### What is needed
Below are some entries. Output each one exactly as it appears.

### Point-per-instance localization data
-=-=-
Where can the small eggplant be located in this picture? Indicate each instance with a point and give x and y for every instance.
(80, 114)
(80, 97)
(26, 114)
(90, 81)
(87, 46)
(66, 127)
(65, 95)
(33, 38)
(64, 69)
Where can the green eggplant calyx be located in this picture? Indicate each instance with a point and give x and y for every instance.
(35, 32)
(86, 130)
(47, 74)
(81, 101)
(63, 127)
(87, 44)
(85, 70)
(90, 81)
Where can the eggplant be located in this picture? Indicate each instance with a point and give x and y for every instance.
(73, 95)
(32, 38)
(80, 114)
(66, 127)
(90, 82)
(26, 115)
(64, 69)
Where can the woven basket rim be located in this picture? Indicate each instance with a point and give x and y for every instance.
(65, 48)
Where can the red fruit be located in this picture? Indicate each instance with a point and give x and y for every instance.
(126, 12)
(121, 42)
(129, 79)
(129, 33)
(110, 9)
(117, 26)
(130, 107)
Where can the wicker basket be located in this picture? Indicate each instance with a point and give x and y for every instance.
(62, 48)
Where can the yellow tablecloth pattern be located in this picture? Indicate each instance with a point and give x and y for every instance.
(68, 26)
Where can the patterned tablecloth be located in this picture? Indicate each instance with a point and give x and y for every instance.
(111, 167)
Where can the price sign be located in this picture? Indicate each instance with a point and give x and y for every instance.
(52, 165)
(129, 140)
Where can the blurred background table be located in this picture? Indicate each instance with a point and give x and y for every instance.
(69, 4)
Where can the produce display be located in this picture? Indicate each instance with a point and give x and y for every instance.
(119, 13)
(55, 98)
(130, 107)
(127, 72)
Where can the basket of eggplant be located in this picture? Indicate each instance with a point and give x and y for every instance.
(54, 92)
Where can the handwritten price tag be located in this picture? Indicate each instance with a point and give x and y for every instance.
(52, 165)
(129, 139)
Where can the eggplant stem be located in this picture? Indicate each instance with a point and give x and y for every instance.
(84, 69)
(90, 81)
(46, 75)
-=-=-
### Exercise answer
Where can the small eggplant be located in this picture? Indicate each instance with a point and give x and y for every instance.
(80, 114)
(80, 97)
(26, 114)
(90, 81)
(87, 46)
(66, 127)
(65, 95)
(33, 38)
(64, 69)
Where can the green eggplant calyx be located in this picture? Indicate each instance with a point and give x and y for every instance.
(35, 32)
(86, 130)
(47, 74)
(81, 101)
(63, 127)
(87, 44)
(85, 70)
(90, 81)
Where can the eggplant be located in this picture? Indicate each instance with a point and give x and y for every instance.
(73, 95)
(32, 38)
(80, 114)
(66, 127)
(90, 82)
(26, 115)
(64, 69)
Where can the woven basket rim be located in this picture? Indicate each instance with a point and give x and y for every instance.
(65, 48)
Where can the red fruit be located in this picture? Indicate each instance with a point and give x and y for every instance.
(126, 12)
(121, 42)
(129, 79)
(129, 33)
(110, 9)
(117, 26)
(130, 107)
Where can the wicker basket be located in this picture? Indicate each instance with a point and give x and y for every instance.
(62, 48)
Where can the yellow tablecloth pattern be located in this picture? Indicate each instance with a point and give x and y for every instance.
(68, 26)
Where can the patterned tablecloth be located in this picture? Indicate each instance with a point and give x and y for every instance.
(111, 167)
Where can the price sign be located in this picture? Indicate each instance with a point and give x and y for every instance.
(52, 165)
(129, 140)
Where can the blurred background table be located in this picture? Indicate each instance with a point and give x and y for every instance.
(69, 4)
Where can the produce display be located in this picture? Indicate each instance with a point and give x and y for every instance.
(119, 13)
(55, 98)
(130, 107)
(127, 72)
Where can the basket of eggplant be located in this picture? Indicate each instance with a point and give x and y for every instance.
(54, 92)
Where can the handwritten price tag be located in this picture? Indicate each instance with a point and give x and y for every instance.
(52, 165)
(129, 139)
Where can the eggplant stem be located in this picture? Indicate each instance with a point and give x and y for every instance.
(84, 69)
(90, 81)
(46, 75)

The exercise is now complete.